#### Directions for this task
Go through the material under this sentence. Return every line holding "background".

#### Data for the task
--------------------------------------------------

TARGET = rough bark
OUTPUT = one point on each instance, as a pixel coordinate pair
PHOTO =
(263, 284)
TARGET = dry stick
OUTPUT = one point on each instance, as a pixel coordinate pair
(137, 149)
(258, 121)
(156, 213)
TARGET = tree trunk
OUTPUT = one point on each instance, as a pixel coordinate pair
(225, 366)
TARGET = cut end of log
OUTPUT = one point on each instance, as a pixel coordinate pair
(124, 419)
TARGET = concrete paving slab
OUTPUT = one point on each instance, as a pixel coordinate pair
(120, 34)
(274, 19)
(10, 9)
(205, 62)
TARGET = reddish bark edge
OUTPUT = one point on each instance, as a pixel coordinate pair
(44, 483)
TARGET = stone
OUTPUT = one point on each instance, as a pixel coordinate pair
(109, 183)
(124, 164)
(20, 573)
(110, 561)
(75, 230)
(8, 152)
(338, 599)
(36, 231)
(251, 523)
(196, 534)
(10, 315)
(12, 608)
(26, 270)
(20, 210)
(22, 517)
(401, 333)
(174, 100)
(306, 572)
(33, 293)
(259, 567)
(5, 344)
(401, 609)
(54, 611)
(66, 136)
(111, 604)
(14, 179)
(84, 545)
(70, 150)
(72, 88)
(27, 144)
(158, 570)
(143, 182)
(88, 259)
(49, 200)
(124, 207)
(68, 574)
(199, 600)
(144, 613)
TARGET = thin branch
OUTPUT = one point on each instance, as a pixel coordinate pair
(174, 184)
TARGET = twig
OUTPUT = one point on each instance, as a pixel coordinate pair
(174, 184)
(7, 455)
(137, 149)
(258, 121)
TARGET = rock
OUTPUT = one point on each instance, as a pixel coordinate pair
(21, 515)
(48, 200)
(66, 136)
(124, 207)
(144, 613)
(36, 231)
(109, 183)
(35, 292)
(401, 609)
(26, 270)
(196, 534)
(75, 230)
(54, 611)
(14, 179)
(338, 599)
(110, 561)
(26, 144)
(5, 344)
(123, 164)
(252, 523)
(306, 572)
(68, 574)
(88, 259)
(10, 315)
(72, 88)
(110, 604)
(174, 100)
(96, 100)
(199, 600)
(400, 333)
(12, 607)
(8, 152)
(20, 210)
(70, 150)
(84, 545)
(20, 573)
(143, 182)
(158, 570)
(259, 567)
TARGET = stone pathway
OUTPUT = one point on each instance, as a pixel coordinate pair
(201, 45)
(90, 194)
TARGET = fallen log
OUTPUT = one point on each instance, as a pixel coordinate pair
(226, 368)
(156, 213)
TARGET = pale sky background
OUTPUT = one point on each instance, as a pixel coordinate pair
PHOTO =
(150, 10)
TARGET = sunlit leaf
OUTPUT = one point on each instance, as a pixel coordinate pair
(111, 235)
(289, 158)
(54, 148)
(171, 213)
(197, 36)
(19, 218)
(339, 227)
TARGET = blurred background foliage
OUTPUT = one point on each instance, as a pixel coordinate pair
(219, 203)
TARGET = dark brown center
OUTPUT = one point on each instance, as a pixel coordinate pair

--------------------------------------------------

#### Expected output
TARGET = pale sky background
TARGET = blurred background foliage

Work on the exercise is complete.